======== Input ========

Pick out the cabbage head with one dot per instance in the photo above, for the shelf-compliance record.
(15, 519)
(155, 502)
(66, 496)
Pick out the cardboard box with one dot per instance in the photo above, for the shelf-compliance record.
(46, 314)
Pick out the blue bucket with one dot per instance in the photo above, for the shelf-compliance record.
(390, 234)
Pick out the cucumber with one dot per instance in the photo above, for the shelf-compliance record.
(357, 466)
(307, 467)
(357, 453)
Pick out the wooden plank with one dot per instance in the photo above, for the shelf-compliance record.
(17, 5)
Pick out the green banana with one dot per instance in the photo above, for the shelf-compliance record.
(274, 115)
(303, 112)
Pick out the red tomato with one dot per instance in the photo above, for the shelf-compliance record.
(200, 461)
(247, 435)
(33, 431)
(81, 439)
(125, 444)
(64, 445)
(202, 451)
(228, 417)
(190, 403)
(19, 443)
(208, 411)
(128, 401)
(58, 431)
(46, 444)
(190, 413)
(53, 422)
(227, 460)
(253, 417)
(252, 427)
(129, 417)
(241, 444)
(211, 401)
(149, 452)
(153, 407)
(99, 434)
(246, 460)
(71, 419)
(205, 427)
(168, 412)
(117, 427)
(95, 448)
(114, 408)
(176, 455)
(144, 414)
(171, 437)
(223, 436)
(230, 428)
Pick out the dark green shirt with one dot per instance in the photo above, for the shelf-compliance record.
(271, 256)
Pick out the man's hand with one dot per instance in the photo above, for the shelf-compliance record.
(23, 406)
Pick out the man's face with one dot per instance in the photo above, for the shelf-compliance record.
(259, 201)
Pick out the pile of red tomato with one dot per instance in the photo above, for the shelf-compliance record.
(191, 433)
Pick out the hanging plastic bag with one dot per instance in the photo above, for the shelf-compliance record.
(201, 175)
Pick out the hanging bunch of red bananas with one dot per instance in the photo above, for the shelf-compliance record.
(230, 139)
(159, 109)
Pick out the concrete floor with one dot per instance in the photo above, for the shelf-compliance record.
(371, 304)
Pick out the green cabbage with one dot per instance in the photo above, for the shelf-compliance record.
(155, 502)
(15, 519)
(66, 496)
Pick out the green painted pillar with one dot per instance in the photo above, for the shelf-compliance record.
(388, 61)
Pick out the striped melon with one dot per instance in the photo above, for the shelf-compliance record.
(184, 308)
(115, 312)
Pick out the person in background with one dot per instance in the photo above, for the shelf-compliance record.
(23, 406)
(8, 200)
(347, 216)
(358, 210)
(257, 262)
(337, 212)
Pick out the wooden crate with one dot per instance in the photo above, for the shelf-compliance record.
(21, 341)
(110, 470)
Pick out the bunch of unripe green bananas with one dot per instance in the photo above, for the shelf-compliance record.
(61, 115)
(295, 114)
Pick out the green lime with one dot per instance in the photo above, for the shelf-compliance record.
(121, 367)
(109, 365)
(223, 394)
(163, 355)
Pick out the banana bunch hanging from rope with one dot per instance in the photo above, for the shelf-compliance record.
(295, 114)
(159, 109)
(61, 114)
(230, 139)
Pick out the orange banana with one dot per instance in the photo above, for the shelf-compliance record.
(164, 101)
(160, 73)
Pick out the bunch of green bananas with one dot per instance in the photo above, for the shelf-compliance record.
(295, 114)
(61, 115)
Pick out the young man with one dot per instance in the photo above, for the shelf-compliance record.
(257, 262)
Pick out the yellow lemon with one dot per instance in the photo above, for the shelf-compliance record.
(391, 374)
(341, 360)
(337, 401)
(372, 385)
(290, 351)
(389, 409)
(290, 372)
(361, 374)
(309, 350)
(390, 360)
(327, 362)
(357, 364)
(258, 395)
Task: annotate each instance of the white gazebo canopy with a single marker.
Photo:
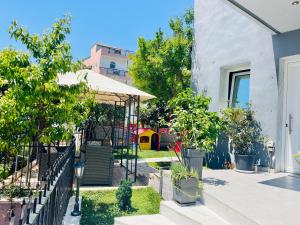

========

*Work instructions*. Retype all the data exactly, please, without pictures.

*Solution for this exercise*.
Pick out the cabbage head with one dot per instance in the photo above, for the shelf-compliance record.
(15, 519)
(155, 502)
(66, 496)
Pick out the cardboard box with one dot per instance in the photo above, for the shelf-compliance record.
(46, 314)
Pick out the blue bucket with one dot per instance in the photo above, for the shelf-compliance record.
(390, 234)
Pick out the cucumber with one dot per instance in the photo above, for the shelf-compliance record.
(357, 466)
(307, 467)
(357, 453)
Pick out the wooden plank with one dot per instance in the photo above, for the shelf-compliance record.
(17, 5)
Pick out the green banana with one dot per instance in the photo above, for the shelf-compliance record.
(274, 115)
(303, 112)
Pick out the red tomato with one dot per instance in the photo above, for the shelf-compliance record.
(200, 461)
(247, 435)
(33, 431)
(81, 439)
(125, 444)
(64, 445)
(202, 451)
(228, 417)
(190, 403)
(19, 443)
(208, 411)
(128, 401)
(58, 431)
(46, 444)
(190, 413)
(53, 422)
(227, 460)
(253, 417)
(252, 427)
(129, 417)
(241, 444)
(211, 401)
(149, 452)
(153, 407)
(99, 434)
(246, 460)
(71, 419)
(205, 427)
(168, 412)
(117, 427)
(95, 448)
(114, 408)
(176, 455)
(144, 414)
(171, 437)
(223, 436)
(230, 428)
Pick out the dark green shirt with one dot per instance in the photo above, for the shelf-compliance record.
(271, 256)
Pick out the man's hand with one dot per instance in the photo above, for the shelf-compliance record.
(23, 406)
Pick out the man's face with one dot per instance in the photo above, for the shelf-compliance record.
(259, 201)
Pick out the pile of red tomato with one dot per instance in the photo above, for the shelf-compliance record.
(191, 433)
Pick out the hanging plastic bag with one dot per instance in the photo above, for the shelf-compliance record.
(201, 175)
Pick out the hanging bunch of red bananas with one dot per instance in the photo above, for the shelf-compliance record.
(230, 139)
(159, 109)
Pick out the concrete floor with one dot per instance in the photo above, for the shelf-compliance record.
(371, 304)
Pick out the green cabbage with one dot per instance in the photo above, for the shelf-compliance record.
(155, 502)
(15, 519)
(66, 496)
Pick out the green painted pillar with one dot per instance in the photo above, for the shelf-compliance record.
(388, 61)
Pick out the striped melon with one dot per instance in the photo above, for the shelf-compliance record.
(184, 308)
(115, 312)
Pick out the person in background with one dot per instance in the photo above, for the shelf-compliance record.
(23, 406)
(8, 200)
(347, 216)
(358, 210)
(257, 262)
(337, 212)
Pick out the wooden crate with one dot per instance in the photo above, for the shelf-compliance record.
(21, 341)
(110, 470)
Pick out the bunch of unripe green bananas with one dot per instance in the photo above, for the shelf-compliance record.
(61, 115)
(295, 114)
Pick out the green lime with one dot per instance in the photo above, for the shelf-compliance record.
(121, 367)
(109, 365)
(223, 394)
(163, 355)
Pick out the banana bunch hanging from rope with one dot per instance in the photo above, for the shelf-compliance record.
(295, 114)
(159, 109)
(61, 114)
(230, 139)
Pick out the orange banana with one dot per instance in the photo above, for the shelf-compliance record.
(164, 101)
(160, 73)
Pick out the bunch of green bananas with one dot per instance in the photo above, for the shelf-compliance record.
(295, 114)
(61, 115)
Pick out the young man with one dot per instance in the photo above, for the shelf-compliance record.
(257, 262)
Pick out the yellow lemon with one dot per instance in the photo above, for the shelf-compliance record.
(391, 374)
(341, 360)
(337, 401)
(372, 385)
(290, 351)
(389, 409)
(290, 372)
(361, 374)
(309, 350)
(390, 360)
(327, 362)
(357, 364)
(258, 395)
Task: annotate each instance of the white gazebo canopy with a single marker.
Photo:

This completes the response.